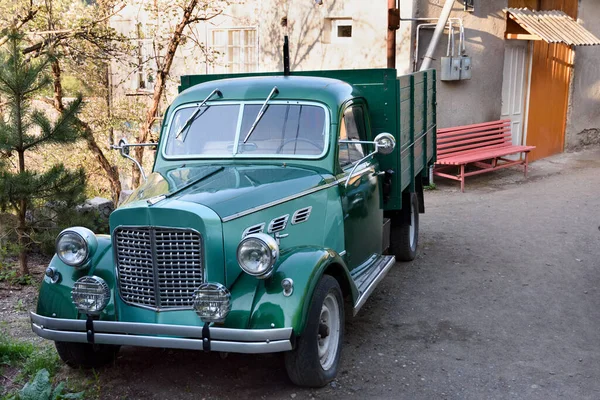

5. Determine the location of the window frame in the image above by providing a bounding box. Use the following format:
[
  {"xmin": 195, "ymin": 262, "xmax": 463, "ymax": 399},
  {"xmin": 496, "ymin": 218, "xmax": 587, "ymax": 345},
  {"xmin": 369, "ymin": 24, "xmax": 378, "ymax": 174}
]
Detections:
[
  {"xmin": 330, "ymin": 17, "xmax": 354, "ymax": 43},
  {"xmin": 336, "ymin": 100, "xmax": 370, "ymax": 172},
  {"xmin": 209, "ymin": 26, "xmax": 259, "ymax": 74},
  {"xmin": 160, "ymin": 100, "xmax": 331, "ymax": 160}
]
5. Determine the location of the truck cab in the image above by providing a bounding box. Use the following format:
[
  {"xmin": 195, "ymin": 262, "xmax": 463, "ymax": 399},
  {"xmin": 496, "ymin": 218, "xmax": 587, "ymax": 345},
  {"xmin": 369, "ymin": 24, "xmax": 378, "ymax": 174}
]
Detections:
[{"xmin": 31, "ymin": 69, "xmax": 435, "ymax": 387}]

SET TASK: Filter the listing above to the lines that contain the string "format", and copy each of those lines.

WRITTEN SOLUTION:
5. Determine the location of the window frame in the image above by providing a bounding box. Use the following format:
5. Determine the location of the truck cab in the image above by providing a bounding box. Use the following format:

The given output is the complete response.